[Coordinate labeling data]
--

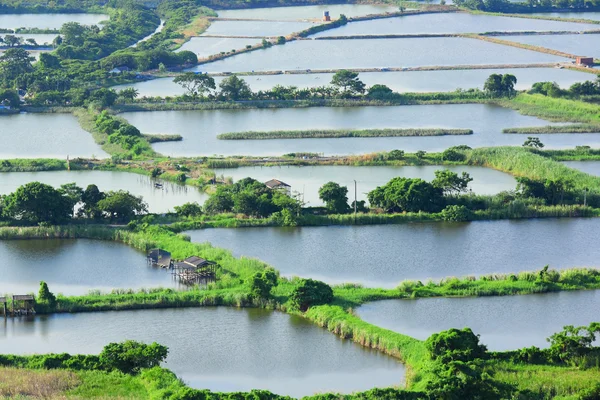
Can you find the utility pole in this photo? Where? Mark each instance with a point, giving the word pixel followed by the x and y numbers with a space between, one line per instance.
pixel 355 200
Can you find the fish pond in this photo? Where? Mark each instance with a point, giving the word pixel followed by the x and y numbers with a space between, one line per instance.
pixel 400 81
pixel 160 199
pixel 385 255
pixel 307 180
pixel 377 53
pixel 75 267
pixel 307 12
pixel 221 349
pixel 45 135
pixel 199 129
pixel 504 323
pixel 451 23
pixel 47 21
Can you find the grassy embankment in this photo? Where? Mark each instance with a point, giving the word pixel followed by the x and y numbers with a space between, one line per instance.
pixel 339 133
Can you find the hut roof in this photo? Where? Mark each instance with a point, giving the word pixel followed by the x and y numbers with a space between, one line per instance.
pixel 23 297
pixel 275 183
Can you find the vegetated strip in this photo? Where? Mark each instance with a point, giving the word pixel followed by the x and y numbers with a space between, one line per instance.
pixel 162 138
pixel 340 133
pixel 539 49
pixel 540 130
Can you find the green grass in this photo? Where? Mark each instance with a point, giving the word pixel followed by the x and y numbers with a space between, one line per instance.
pixel 554 109
pixel 540 130
pixel 338 133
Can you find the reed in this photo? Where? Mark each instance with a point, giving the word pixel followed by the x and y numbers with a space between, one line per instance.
pixel 339 133
pixel 541 130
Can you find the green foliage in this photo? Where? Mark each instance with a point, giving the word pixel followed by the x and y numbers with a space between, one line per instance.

--

• _Written exercise_
Duplicate the lines of the data above word for word, starting at the line that contains "Can you find the grassy" and ending after the line that contains "pixel 275 183".

• _Exercise solution_
Can you find the grassy embankment in this photo? Where? Mark each instance with a point, giving the word pixel followed by the x and y numbers with a space between, one line per instance.
pixel 339 133
Can you find the hut roof in this photo? Where? Mark each instance with a point, giving the word pixel followed by the x and y numbers with a space between, one line per instance.
pixel 23 297
pixel 275 183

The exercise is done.